──────── Supplied records ────────

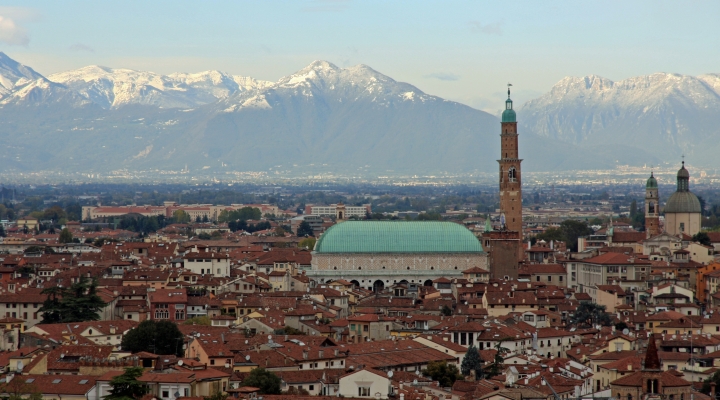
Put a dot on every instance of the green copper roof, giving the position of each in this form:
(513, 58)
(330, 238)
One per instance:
(509, 113)
(398, 237)
(652, 182)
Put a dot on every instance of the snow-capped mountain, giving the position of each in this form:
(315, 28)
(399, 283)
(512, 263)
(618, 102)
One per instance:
(333, 84)
(327, 118)
(661, 113)
(14, 75)
(112, 88)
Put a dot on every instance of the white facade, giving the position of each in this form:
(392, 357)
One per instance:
(329, 211)
(364, 384)
(205, 262)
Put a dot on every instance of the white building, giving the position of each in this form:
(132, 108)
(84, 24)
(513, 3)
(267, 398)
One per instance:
(203, 261)
(331, 210)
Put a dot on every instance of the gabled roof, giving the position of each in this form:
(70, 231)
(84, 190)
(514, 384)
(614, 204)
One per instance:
(398, 237)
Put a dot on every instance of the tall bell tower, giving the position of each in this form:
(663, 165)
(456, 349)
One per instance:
(510, 176)
(652, 212)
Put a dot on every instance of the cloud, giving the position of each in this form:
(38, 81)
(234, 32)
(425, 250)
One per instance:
(326, 6)
(81, 47)
(11, 33)
(489, 29)
(443, 76)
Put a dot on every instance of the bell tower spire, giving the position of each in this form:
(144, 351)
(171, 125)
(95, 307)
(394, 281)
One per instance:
(652, 205)
(510, 176)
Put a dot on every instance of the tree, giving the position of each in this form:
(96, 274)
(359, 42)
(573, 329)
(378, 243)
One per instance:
(65, 236)
(305, 229)
(702, 238)
(471, 362)
(19, 389)
(198, 321)
(572, 230)
(268, 382)
(495, 368)
(440, 371)
(77, 303)
(217, 395)
(158, 337)
(127, 386)
(715, 377)
(590, 314)
(307, 243)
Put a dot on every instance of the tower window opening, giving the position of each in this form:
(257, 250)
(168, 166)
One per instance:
(512, 174)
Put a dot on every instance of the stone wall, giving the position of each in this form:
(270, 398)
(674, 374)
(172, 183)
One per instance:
(367, 269)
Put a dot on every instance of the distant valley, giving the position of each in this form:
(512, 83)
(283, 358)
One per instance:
(351, 121)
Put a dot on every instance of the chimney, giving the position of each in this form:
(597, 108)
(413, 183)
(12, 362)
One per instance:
(712, 390)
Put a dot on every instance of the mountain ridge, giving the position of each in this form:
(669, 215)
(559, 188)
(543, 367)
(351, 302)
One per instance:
(352, 120)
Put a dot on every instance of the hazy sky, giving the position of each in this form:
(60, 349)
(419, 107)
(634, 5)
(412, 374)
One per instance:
(460, 50)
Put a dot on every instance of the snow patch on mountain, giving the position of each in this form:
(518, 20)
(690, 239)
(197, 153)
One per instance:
(112, 88)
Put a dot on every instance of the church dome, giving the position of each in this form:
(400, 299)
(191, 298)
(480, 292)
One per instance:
(652, 182)
(683, 202)
(398, 237)
(509, 113)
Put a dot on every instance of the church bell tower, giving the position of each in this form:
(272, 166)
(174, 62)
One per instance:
(510, 176)
(652, 212)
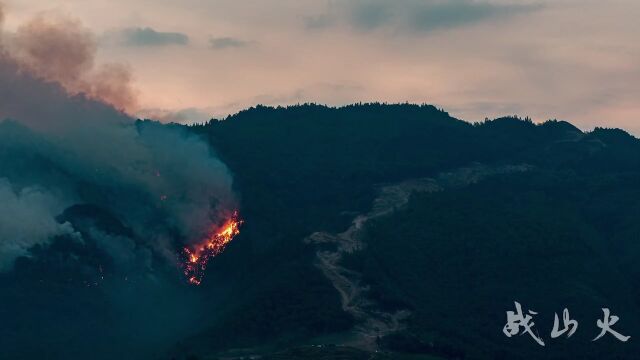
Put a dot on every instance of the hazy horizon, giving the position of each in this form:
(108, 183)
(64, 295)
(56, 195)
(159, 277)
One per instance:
(193, 60)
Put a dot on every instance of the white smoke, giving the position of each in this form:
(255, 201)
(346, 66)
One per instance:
(27, 219)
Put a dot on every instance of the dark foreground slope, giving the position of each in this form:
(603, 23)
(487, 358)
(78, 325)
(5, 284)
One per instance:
(560, 232)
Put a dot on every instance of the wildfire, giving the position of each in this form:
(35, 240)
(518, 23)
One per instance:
(195, 258)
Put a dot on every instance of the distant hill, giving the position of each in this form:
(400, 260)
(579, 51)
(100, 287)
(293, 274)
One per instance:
(560, 234)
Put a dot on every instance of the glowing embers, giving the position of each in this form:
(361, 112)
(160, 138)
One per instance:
(196, 257)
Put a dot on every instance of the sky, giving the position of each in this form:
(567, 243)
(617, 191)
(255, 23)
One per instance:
(195, 59)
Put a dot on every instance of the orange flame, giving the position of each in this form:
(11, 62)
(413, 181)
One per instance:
(195, 258)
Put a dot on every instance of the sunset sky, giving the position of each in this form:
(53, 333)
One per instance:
(193, 59)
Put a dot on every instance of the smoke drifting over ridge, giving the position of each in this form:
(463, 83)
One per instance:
(68, 143)
(58, 49)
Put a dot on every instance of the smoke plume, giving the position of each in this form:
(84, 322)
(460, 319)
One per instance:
(69, 143)
(61, 50)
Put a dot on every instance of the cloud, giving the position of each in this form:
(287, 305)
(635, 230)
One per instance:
(420, 16)
(228, 42)
(150, 37)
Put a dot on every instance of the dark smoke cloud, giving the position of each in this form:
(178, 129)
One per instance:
(67, 145)
(61, 50)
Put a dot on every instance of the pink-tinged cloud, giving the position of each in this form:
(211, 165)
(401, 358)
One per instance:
(572, 60)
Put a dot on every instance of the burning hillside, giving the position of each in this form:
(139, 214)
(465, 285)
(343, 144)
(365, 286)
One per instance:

────────

How to complete this task. Search the records line by line for the word "distant" and copy every line where it appears.

Expected answer.
Put a dot on every instance of the distant valley, giving the position of each in this form:
Put a dot on every instance of the distant hill, giving the position of each in this form:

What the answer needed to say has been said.